_HOW TO COMPLETE THIS TASK_. The answer should be an exact copy of the lines from the line with "Might I trouble you for the coordinates of the eyebrow" through the last line of the entries, and no other lines.
======== MATERIAL FOR THIS EXERCISE
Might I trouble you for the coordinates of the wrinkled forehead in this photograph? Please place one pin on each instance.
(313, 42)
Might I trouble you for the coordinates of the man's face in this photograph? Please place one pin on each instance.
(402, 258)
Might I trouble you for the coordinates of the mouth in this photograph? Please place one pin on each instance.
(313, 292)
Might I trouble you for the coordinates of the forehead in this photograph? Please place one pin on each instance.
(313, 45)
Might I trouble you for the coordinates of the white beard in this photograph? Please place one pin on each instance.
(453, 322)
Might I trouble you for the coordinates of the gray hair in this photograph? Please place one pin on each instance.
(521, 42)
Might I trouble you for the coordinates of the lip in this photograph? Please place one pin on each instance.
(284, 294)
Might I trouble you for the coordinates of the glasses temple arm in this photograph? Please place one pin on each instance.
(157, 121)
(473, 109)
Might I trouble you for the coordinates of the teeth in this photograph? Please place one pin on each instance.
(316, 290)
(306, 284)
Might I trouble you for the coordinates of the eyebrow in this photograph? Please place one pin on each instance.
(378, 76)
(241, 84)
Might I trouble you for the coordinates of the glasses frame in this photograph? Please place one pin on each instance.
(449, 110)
================
_TASK ANSWER_.
Might I trouble you for the coordinates of the eyebrow in this photograph? Please place one pin on each instance.
(378, 76)
(241, 84)
Might I trouble you for the coordinates of the glasses frame in this photograph? Please place one pin on each instance.
(449, 110)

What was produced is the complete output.